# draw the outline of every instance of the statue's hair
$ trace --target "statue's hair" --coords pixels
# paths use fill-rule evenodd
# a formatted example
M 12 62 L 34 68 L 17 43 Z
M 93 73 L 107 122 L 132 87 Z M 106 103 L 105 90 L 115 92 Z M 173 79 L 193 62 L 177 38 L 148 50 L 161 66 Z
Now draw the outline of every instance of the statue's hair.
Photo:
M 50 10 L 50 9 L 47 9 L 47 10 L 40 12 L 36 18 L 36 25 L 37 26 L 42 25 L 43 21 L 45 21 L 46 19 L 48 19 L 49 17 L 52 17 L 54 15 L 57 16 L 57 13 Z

=== 任务要求 ===
将以上全部记录逐行放入一个 JSON 字符串列表，每行对应一个字符串，空行略去。

=== 任务答复 ===
[
  "# draw the outline of every instance of the statue's hair",
  "$ trace --target \"statue's hair\" --coords pixels",
  "# paths use fill-rule evenodd",
  "# a formatted example",
  "M 12 62 L 34 68 L 17 43 Z",
  "M 93 73 L 107 122 L 132 87 Z M 106 103 L 105 90 L 115 92 Z M 173 79 L 193 62 L 177 38 L 148 50 L 161 66 Z",
  "Now draw the outline of every instance of the statue's hair.",
  "Photo:",
  "M 50 10 L 50 9 L 47 9 L 47 10 L 40 12 L 36 18 L 36 25 L 37 26 L 42 25 L 43 21 L 45 21 L 46 19 L 48 19 L 49 17 L 52 17 L 54 15 L 57 16 L 57 13 Z"
]